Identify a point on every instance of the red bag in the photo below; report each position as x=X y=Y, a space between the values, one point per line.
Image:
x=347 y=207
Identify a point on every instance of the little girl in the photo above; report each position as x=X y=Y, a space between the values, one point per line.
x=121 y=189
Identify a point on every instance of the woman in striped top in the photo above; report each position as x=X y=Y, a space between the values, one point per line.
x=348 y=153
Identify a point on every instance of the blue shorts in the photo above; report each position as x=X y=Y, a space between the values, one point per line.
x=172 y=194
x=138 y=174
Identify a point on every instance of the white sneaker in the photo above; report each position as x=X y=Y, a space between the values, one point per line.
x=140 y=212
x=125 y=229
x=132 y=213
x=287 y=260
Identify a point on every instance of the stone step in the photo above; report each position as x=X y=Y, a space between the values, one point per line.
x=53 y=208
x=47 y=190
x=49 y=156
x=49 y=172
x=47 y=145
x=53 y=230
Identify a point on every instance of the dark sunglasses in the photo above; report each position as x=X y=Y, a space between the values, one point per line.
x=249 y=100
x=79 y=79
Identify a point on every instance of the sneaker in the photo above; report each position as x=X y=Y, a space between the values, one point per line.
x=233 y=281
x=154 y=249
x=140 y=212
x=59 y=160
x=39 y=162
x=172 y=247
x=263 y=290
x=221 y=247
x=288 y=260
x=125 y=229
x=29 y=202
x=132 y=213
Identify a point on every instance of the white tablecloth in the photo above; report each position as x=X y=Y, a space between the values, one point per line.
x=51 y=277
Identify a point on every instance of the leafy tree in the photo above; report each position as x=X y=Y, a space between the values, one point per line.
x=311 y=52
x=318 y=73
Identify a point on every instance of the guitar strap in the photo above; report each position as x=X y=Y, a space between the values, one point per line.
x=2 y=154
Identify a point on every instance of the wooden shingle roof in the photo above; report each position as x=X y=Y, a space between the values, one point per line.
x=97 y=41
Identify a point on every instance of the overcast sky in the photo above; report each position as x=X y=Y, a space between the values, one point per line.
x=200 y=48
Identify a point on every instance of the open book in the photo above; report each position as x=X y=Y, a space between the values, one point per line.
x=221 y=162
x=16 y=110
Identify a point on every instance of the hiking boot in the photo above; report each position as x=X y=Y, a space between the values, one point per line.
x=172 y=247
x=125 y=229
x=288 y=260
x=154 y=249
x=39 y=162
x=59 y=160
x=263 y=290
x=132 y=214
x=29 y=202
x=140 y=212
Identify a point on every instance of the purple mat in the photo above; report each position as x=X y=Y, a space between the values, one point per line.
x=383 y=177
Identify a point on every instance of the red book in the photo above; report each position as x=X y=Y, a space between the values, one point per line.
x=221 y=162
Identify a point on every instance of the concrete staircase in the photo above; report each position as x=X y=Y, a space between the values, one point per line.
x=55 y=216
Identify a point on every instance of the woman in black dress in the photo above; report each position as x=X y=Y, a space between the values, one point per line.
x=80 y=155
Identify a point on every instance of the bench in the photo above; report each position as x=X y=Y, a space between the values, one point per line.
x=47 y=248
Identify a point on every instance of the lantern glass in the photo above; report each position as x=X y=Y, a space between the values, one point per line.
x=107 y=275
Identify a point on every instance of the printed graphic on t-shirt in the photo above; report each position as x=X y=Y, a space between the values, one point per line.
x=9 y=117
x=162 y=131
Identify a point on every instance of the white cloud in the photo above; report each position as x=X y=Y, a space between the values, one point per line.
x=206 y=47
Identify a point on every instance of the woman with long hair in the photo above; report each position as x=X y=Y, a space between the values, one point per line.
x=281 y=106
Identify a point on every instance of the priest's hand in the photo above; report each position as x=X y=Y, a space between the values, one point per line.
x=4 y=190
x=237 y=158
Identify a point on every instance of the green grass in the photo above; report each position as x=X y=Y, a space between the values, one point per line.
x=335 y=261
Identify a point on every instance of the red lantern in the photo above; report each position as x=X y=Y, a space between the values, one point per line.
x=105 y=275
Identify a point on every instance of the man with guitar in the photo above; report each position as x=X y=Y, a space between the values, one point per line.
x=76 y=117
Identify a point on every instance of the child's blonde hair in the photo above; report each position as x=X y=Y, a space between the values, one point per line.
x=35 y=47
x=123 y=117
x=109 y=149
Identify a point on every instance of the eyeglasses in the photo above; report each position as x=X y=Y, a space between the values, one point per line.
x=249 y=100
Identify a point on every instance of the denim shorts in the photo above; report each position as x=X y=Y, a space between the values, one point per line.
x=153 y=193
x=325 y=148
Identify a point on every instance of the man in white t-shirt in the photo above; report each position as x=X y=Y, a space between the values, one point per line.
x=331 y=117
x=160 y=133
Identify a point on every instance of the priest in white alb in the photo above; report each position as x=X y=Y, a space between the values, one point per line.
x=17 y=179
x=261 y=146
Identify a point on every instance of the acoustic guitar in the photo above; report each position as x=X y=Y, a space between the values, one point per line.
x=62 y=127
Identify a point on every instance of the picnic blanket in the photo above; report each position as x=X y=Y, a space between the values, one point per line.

· · · ·

» **Instructions to follow**
Output the data above without altering a line.

» **Completed exercise**
Identify a point on every instance of the red bag in the photo below; report each position as x=X y=Y, a space between the values, one point per line.
Image:
x=347 y=207
Identify a point on every instance of the little girl in the photo above; report each position as x=X y=Y, a space between the values, one point per line.
x=121 y=189
Identify a point on every instance of the woman in striped top in the photo above; report each position as x=X y=Y, a space between the values, one point per line.
x=348 y=153
Identify a point on every instance of the blue shorts in the photo above; report each position as x=X y=Y, a space between the values, one point per line.
x=172 y=194
x=138 y=174
Identify a point on every instance of the white sneaker in the photo above; report each position as x=X y=Y, a space between the values, one point per line.
x=140 y=212
x=125 y=229
x=132 y=213
x=287 y=260
Identify a point on every instance of the stone step in the photo above; report each position as x=X y=Y, a space between the values, one point per line.
x=53 y=208
x=47 y=190
x=49 y=156
x=49 y=172
x=47 y=145
x=53 y=230
Identify a point on every instance of the dark sunglasses in the photo above; report each position as x=X y=Y, a space between the values, one point per line.
x=249 y=100
x=79 y=79
Identify a point on every instance of the sneaker in the photo above; report each position as x=X y=Y, a space between the values, one point per line.
x=233 y=281
x=154 y=249
x=140 y=212
x=59 y=160
x=39 y=162
x=172 y=247
x=263 y=290
x=221 y=247
x=288 y=260
x=125 y=229
x=29 y=202
x=132 y=213
Identify a point on every instance of the white tablecloth in the photo above; report each position as x=X y=Y, a space between the values, one point per line.
x=51 y=277
Identify a point on every instance of the leafy tree in the photo above; report each position as x=X y=Y, a space between the values, one point per line.
x=311 y=52
x=318 y=73
Identify a point on every instance of the guitar strap in the photo above; report each position as x=X y=Y, a space between the values, one point per line.
x=2 y=154
Identify a point on every instance of the wooden shingle roof in the photo above; report each position as x=X y=Y, a space between the values, one point per line.
x=97 y=41
Identify a point on every instance of the overcast sky in the photo above; report each position as x=X y=Y, a space between the values, one point per line.
x=200 y=48
Identify a point on every instance of the open book in the photo above; report each position as x=X y=Y, a space between the values, one point per line.
x=221 y=162
x=16 y=110
Identify a point on every instance of the hiking boot in the photo above; report each position as x=X y=Y, a space between the values, one point per line.
x=172 y=247
x=125 y=229
x=288 y=260
x=154 y=249
x=39 y=162
x=59 y=160
x=263 y=290
x=132 y=214
x=29 y=202
x=140 y=212
Identify a point on every instance of the purple mat in the photo above; report each position as x=X y=Y, a space between the values, one point per line.
x=383 y=177
Identify a point on every instance of the red book in the photo above; report each position as x=X y=Y, a space between the values, one point per line.
x=221 y=162
Identify a point on every instance of the concrete staircase in the photo above; report each position as x=X y=Y, a space between the values, one point per line.
x=55 y=216
Identify a point on every instance of the woman in black dress in the photo above; report each position as x=X y=Y, a space between the values, one point per line.
x=80 y=155
Identify a point on every instance of the bench in the photo above; report each position as x=X y=Y, a space between the values, one point per line.
x=47 y=248
Identify a point on every instance of the lantern glass in the photo above; report each position as x=X y=Y, a space between the values, one point per line.
x=107 y=275
Identify a point on every instance of the printed graphic on t-shirt in the photo above; report each position as x=X y=Y, a space between the values, one point per line.
x=9 y=117
x=162 y=131
Identify a point on every instance of the white cloud in the photo above; report each position as x=X y=Y, a space between the values, one point per line.
x=206 y=47
Identify a point on every instance of the woman with long hair in the photo above; report each position as x=X y=Y, a space between the values, one point per line.
x=281 y=106
Identify a point on every instance of the priest's hand in the photo above; report each position as x=X y=Y, a space between the values, one point per line.
x=4 y=190
x=237 y=158
Identify a point on every instance of the green grass in the photo above; report each position as x=X y=Y, a space between the values, one point per line.
x=335 y=261
Identify a point on every instance of the red lantern in the photo above; report each position as x=X y=Y, a space between the values, one point per line.
x=105 y=275
Identify a point on every instance of the man with guitar in the photo above; report each position as x=X y=Y, a space between the values, one point per line.
x=76 y=117
Identify a point on every instance of the child's blonde hair in the photo above; report each position as x=X y=Y, a space between the values, one point per line.
x=35 y=47
x=123 y=117
x=109 y=149
Identify a point on every instance of the eyeglasses in the photo above; report each position as x=X y=Y, a space between the values, one point per line.
x=249 y=100
Identify a point on every instance of the denim shorts in the photo above; report each position as x=X y=Y, a space between the values, one point per line.
x=153 y=193
x=325 y=148
Identify a point on every instance of the man in white t-shirt in the photo above; report each position as x=X y=Y, a space between the values, one point per line.
x=331 y=117
x=160 y=133
Identify a point on every instance of the priest in white alb in the photo above; report each position as x=X y=Y, a space between the values, one point per line.
x=17 y=179
x=261 y=146
Identify a point on every instance of the acoustic guitar in the photo above; report each position as x=X y=Y, a space between the values, one point per line.
x=62 y=127
Identify a point on every instance of the picnic blanket in the photo above; report each position as x=X y=Y, a space between the values, one point per line.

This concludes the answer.